**Problème à résoudre**
Indiquez combien de lignes des entrées ci-dessous contiennent le mot « large ». Donnez uniquement ce nombre.

**Données du problème**
=======

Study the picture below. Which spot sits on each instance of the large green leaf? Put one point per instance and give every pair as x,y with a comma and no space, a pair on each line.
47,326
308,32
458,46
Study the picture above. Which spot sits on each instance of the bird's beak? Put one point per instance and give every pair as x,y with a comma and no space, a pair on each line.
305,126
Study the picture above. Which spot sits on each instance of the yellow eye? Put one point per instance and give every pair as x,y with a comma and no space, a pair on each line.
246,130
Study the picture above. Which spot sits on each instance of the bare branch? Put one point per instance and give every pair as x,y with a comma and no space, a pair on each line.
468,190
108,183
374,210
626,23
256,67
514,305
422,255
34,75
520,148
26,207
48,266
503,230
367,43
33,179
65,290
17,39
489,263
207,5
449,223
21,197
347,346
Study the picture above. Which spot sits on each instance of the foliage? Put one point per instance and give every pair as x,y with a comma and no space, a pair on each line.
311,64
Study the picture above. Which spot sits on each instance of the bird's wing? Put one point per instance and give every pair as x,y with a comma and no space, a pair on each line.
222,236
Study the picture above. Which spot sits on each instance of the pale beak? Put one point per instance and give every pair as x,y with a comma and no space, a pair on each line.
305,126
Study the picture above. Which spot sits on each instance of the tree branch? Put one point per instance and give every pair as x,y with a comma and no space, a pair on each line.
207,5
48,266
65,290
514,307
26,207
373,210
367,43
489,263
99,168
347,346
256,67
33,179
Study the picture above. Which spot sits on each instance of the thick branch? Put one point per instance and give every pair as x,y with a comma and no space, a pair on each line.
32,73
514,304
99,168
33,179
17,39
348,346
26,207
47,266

=======

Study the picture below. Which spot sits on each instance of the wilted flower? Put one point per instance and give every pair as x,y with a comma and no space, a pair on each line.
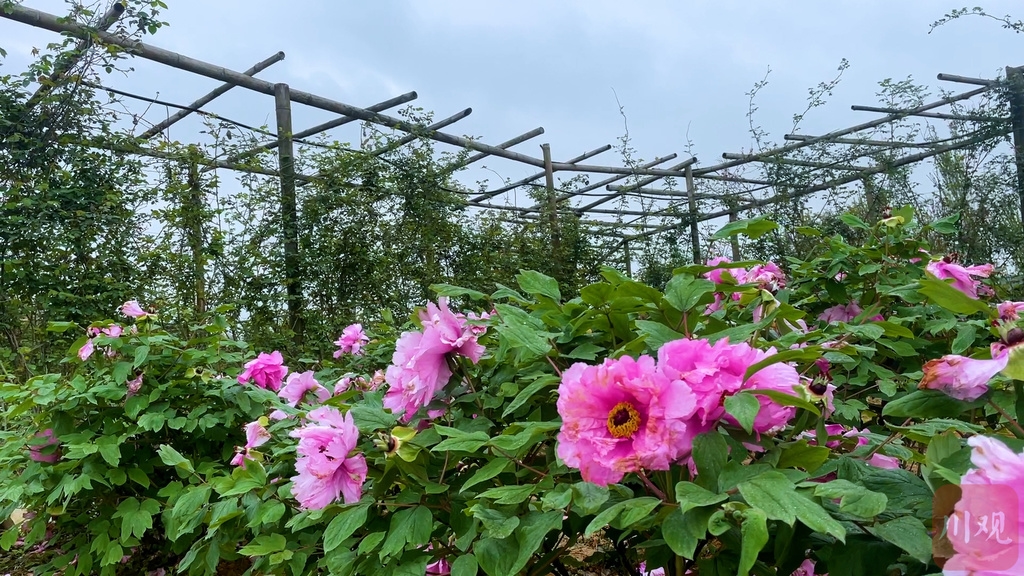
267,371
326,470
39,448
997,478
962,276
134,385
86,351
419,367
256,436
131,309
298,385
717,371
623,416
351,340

=======

**Réponse au problème**
1